--- Selected text ---
━━━
The plasma device I was working on uses a technique known as SDBD (Surface Dielectric Barrier Discharge), which uses a high voltage source to generate plasma which can be used to produce ozone and nitrogen dioxide, which are gases used to treat water and organic compounds on an industrial scale. I operated the experiment on my own and would report my findings back to my supervisor daily, and present and analyse the data using the high-level coding language MATLAB. It was a tricky task, but we were able to gather enough data to produce a research paper on our findings, on which I will be an author. To be an author on a public research paper as an undergraduate would be incredibly exciting and quite rare, so I am hoping we manage to gather the evidence to submit it to journals in the next few months.
My trip wasn’t all work and no play - my team - pictured below - was very social, and it was brilliant to be able to work with two other women in science, which is quite uncommon in physics and engineering, especially at doctoral and post-doctoral level. In my physics degree at Oxford, I’m one of only about 25 women in a year of 180, so I’m used to feeling in a minority, but it was great to have some inspiring female role models in Bologna. The lab group introduced me to Bologna’s amazing food and drink, we drank lots of espresso, and even played volleyball together!
While I worked long hours in the lab, I had evenings and weekends off, and made the most of being in such an amazing city. I made friends from all over the world – from Russia to Syria to Chile and the USA. I communicated in a combination of English, Spanish, French and Italian – which improved greatly throughout the trip. I really enjoyed being pushed to speak languages other than English and finding common ground with people from all different countries – I very quickly got over my embarrassment about not being fluent and managed to have conversations successfully.
I was also able to take cultural trips to other cities in Italy – I took the high-speed Frecciarossa trains to Verona and Venice, and even made it to the tiny country of San Marino, which is not far from Bologna. As a choral scholar at The Queen’s College, Oxford, I sing almost daily, so it was wonderful to be able to hear amazing Church music in the birthplace of composers such as Monteverdi and Gabrieli. At a personal level, it was also a privilege to see so much of my own cultural heritage preserved in the Jewish Quarters in Venice and Bologna (known as the Ghetto Ebraico). It was a stark reminder of the lives that Jews were forced to have during the Renaissance, so immaculately preserved to this day.
As I reach the end of my undergraduate degree, I’m looking to the future and considering applying for PhDs, and this trip has certainly given me an incentive to pursue physics. One of the things that so many young people have lost out on in the past two years are educational opportunities, so I am incredibly grateful to the FHS Alumni Travel Fund for providing me with this one. My wonderful adventure would not have happened without Francis Holland.
━━━
Stored data entries

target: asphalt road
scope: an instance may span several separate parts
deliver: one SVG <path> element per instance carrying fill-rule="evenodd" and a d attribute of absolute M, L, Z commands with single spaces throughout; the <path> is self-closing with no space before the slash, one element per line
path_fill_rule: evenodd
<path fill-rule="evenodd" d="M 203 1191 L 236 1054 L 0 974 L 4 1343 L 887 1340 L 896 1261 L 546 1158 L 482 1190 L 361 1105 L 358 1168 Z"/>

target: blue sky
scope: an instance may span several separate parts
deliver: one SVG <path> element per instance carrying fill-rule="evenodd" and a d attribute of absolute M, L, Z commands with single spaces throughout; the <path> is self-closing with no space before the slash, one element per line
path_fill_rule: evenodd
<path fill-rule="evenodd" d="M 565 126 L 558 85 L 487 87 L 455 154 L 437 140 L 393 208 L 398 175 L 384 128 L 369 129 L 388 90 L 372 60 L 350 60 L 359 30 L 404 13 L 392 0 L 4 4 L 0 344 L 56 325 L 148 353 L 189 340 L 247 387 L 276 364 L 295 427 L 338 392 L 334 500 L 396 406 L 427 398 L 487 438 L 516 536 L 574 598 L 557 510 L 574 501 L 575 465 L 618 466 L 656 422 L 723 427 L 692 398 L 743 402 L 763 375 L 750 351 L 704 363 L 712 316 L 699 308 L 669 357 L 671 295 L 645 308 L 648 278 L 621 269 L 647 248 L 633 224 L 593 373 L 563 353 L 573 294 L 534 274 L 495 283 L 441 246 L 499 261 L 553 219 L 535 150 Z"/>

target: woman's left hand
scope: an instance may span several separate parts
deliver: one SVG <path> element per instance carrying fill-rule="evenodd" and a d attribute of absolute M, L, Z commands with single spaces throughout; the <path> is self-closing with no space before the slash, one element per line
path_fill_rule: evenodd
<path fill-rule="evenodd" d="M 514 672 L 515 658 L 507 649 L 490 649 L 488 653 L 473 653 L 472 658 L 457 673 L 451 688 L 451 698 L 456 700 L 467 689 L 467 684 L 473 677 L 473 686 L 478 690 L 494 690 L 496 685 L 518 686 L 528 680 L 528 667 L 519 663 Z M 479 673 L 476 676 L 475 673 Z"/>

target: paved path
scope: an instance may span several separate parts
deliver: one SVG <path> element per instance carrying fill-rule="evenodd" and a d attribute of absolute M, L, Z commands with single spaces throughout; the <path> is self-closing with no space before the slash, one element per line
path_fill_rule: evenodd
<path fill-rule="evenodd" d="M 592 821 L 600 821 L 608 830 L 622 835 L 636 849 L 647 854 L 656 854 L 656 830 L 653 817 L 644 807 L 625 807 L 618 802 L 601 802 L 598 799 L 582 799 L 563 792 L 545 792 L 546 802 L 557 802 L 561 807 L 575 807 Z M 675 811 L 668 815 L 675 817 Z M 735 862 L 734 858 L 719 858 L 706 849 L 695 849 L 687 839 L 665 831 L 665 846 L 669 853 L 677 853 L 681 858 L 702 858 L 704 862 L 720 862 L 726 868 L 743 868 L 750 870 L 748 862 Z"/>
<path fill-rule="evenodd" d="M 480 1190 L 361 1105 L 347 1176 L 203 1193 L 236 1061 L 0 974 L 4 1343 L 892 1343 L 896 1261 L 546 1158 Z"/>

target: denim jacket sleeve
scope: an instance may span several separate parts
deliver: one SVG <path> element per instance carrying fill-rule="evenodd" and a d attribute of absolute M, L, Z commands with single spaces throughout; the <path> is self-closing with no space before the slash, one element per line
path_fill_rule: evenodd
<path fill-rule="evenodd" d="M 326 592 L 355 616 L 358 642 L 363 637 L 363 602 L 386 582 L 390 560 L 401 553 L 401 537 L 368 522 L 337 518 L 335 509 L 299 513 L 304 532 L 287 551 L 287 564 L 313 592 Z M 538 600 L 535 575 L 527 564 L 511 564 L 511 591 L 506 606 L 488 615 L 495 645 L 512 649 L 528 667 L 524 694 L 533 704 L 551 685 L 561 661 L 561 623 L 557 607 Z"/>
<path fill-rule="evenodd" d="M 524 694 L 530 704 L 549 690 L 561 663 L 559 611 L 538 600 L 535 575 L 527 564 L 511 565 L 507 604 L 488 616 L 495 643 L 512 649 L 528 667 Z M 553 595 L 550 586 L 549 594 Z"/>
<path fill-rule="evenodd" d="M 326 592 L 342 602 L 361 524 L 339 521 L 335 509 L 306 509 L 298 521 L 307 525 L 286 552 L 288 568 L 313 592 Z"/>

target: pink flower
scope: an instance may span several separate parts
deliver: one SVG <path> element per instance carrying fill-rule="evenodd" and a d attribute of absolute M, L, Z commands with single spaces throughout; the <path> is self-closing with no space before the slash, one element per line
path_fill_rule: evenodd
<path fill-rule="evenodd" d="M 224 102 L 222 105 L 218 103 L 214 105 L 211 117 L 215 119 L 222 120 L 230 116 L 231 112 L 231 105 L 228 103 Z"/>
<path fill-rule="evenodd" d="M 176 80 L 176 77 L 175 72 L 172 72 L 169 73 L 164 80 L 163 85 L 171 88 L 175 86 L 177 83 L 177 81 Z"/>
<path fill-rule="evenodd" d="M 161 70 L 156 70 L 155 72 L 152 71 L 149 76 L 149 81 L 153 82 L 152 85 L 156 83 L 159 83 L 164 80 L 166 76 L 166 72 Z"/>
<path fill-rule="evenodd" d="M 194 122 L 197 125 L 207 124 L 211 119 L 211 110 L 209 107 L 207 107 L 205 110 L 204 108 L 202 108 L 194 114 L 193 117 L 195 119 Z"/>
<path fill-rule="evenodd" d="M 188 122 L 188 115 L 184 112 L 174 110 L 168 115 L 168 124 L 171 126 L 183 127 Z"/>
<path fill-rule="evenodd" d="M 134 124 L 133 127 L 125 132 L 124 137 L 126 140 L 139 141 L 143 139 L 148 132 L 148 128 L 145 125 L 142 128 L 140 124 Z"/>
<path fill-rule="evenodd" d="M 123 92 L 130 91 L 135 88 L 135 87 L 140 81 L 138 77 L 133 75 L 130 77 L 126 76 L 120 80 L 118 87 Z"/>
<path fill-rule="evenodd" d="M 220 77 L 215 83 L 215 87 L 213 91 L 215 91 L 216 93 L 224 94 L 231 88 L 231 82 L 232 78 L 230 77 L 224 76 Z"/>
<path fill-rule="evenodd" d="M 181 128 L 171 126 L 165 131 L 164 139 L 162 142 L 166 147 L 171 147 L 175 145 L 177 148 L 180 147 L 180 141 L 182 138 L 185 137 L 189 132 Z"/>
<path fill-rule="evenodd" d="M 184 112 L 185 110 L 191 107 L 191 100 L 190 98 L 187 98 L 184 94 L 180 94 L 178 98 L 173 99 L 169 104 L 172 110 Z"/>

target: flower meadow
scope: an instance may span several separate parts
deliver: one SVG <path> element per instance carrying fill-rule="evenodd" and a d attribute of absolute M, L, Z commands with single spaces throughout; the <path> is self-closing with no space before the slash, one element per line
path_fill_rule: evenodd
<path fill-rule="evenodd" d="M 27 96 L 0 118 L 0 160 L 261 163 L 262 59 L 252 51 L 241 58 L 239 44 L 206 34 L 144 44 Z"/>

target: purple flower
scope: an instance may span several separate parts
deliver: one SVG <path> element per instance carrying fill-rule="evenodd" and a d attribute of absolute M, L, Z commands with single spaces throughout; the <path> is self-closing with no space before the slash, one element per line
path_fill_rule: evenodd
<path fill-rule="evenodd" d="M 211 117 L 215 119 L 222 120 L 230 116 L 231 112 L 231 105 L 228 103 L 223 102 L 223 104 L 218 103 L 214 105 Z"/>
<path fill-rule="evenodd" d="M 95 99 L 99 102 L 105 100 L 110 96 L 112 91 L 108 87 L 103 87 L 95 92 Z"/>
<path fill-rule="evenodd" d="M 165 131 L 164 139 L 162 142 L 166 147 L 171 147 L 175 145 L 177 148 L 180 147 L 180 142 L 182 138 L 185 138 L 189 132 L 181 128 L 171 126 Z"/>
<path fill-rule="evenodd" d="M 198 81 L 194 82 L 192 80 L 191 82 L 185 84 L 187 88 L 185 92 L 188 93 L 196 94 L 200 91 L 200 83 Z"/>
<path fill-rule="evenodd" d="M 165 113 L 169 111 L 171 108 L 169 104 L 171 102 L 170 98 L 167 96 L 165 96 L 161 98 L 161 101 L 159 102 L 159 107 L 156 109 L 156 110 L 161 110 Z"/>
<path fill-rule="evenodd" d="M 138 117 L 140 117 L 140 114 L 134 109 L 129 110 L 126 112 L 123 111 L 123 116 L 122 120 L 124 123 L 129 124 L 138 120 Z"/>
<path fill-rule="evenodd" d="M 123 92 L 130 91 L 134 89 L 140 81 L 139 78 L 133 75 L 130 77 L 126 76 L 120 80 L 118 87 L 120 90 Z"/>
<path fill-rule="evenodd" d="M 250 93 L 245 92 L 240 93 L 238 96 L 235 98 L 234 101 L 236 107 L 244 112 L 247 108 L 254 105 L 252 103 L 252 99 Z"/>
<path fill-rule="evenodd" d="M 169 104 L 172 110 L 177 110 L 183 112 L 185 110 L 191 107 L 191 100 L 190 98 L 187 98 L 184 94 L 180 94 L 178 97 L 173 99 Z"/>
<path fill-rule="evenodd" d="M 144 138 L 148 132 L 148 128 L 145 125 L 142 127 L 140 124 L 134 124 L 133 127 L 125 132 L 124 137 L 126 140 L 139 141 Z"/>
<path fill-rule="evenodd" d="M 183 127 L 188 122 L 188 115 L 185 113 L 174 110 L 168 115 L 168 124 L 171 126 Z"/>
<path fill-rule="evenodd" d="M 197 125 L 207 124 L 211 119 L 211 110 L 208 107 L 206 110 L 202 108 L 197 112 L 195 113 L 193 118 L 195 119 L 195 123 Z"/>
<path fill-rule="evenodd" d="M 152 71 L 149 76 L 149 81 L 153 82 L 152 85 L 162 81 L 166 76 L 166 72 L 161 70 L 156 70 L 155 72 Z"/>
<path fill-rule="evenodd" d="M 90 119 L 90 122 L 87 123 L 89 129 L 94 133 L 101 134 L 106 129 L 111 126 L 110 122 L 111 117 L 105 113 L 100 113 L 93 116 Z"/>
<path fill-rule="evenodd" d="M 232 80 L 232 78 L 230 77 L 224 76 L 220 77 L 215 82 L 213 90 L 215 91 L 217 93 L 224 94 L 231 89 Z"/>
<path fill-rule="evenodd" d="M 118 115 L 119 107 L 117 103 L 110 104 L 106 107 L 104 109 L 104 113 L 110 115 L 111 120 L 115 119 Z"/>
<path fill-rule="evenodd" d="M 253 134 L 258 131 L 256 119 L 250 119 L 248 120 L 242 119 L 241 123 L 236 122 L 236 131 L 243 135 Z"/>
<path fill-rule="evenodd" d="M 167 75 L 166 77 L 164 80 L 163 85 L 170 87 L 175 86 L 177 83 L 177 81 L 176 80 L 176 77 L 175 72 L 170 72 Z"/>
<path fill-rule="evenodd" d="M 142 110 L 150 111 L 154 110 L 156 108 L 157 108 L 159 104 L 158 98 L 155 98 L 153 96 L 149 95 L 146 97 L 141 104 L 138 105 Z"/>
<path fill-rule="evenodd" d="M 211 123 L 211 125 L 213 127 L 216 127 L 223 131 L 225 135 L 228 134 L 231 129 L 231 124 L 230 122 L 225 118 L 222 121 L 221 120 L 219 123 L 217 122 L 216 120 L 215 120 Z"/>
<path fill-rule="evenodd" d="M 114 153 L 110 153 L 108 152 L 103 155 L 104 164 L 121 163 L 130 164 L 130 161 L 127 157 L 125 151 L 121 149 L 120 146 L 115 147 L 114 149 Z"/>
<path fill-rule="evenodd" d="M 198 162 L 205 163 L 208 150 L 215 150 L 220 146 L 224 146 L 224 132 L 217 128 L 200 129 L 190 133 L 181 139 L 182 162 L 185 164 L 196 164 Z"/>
━━━
--- Exercise instructions ---
**a.** Which languages does the Bologna trip account say the writer used to communicate with friends? List all of them.
**b.** Answer these questions from the Bologna trip account:
(i) What technique does the plasma device use?
(ii) About how many women are in the writer's physics year of 180 at Oxford?
(iii) What trains did the writer take to Verona and Venice?

--- Written responses ---
**a.** English, Spanish, French and Italian

**b.**
(i) SDBD (Surface Dielectric Barrier Discharge)
(ii) About 25
(iii) The high-speed Frecciarossa trains